[Estratti dai dati di annotazione a punti]
· · · ·

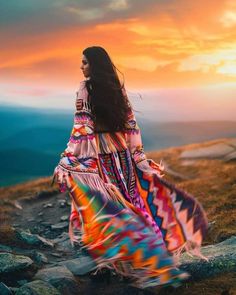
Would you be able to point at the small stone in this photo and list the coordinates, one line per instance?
(11, 263)
(62, 204)
(61, 278)
(230, 157)
(60, 225)
(56, 254)
(22, 282)
(39, 257)
(48, 205)
(79, 266)
(33, 239)
(4, 290)
(37, 287)
(15, 224)
(4, 248)
(45, 223)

· · · ·

■ Consegna
Riporta tutte le righe dei dati qui sopra in una lista JSON di stringhe, una stringa per riga, saltando le righe vuote. Escludi le immagini dalla risposta.

■ Esito del compito
[
  "Would you be able to point at the small stone in this photo and list the coordinates, one line per instance?",
  "(11, 263)",
  "(62, 204)",
  "(61, 278)",
  "(230, 157)",
  "(60, 225)",
  "(56, 254)",
  "(22, 282)",
  "(39, 257)",
  "(48, 205)",
  "(79, 266)",
  "(33, 239)",
  "(4, 290)",
  "(37, 287)",
  "(15, 224)",
  "(4, 248)",
  "(45, 223)"
]